Opdracht> Schrijf uit het reisverslag hieronder woordelijk het stuk over van "We gaan kijken" tot en met "Joost te leiden.".

De receptie verwijst ons naar het enige veldje met rondtrekkend leven. Rondom enkele gloednieuwe joekels van Tabbert-caravans speelt zich een authentiek stukje Roma-folklore af. Blote kindertjes in het gras, geblondeerde, langgehaarde en -gerokte dames eromheen. Ik laveer onze Kip tussen rondslingerende kinderfietsjes, trap-Mercedessen en bierblikjes door naar het ons toegewezen plekje. Pal naast de Tabbert van een Gerrit-van-der-Valk-lookalike. Zo te zien het opperhoofd.
Ik voel me minder op m’n gemak dan tussen autochtone Zweden. Niet zo politiek correct natuurlijk, maar sinds Fortuyn mag dat weer… De Roma-families doen trouwens hun uiterste best om te voldoen aan het stereotype beeld, dat brave burgers van zigeuners hebben.
Groepjes donkere mannen staan rond erg dure Mercedessen en Saabs. Strakker in het pak dan Pim Fortuyn. Uit de car-hifi-systems hoor ik het onvervalste Mokumse accent van André Hazes. Ze houden de conditie van hun dure wagenpark op peil door voortdurend rondjes te rijden. Over de camping..
De rolstoel van Joost trekt eventjes de aandacht van de jongste generatie. Een mooi donker meisje zit gehurkt midden op het pad. Ze vormt de oorsprong van een smal, onwelriekend stroompje, dat zich een weg naar de berm zoekt.
We gaan kijken wat Oskarshamn in petto heeft. Behalve een bibliotheek met internetaansluiting is er een winkelcentrum met heuse flaneerpassage, waar we kunnen schuilen als de regen weer eens met bakken uit de hemel komt. Verder een -gratis- rolstoelparkeerplaats, met voldoende ruimte om onze los meegenomen oprijgoten naar de zijdeur van Joost te leiden.
Oskarshamn blijkt een ferryhaven. Hiervandaan vertrekken de veerboten naar Gotland, het grote eiland voor de kust. Voor mij is elke vakantiebestemming geslaagd als daar een veerdienst actief is. Daarvoor neem ik zelfs Gerrit van der Valk en zijn aanhang voor lief. "Destination >> Gotland" staat er met grote letters op de witte romp van het veertuig. En op de dakrand van de terminal.
Kijk.
Welk een creatieve marketingvondst! Zou er in de haven van Visby, aan de overzijde, nu "Destination >> Oskarshamn" staan?

Aangeleverde gegevens>
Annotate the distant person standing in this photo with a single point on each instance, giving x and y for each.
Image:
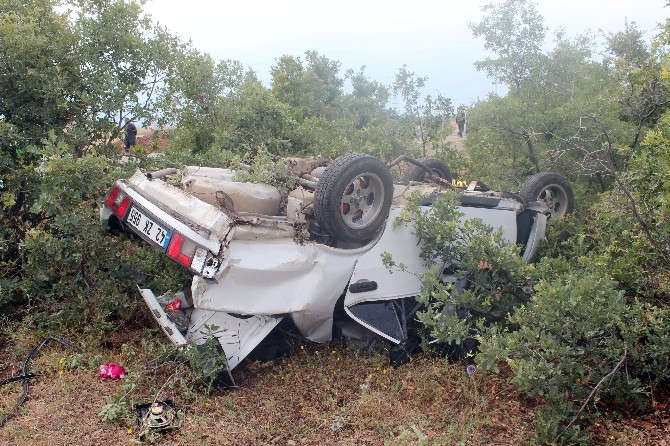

Jouw antwoord>
We gaan kijken wat Oskarshamn in petto heeft. Behalve een bibliotheek met internetaansluiting is er een winkelcentrum met heuse flaneerpassage, waar we kunnen schuilen als de regen weer eens met bakken uit de hemel komt. Verder een -gratis- rolstoelparkeerplaats, met voldoende ruimte om onze los meegenomen oprijgoten naar de zijdeur van Joost te leiden.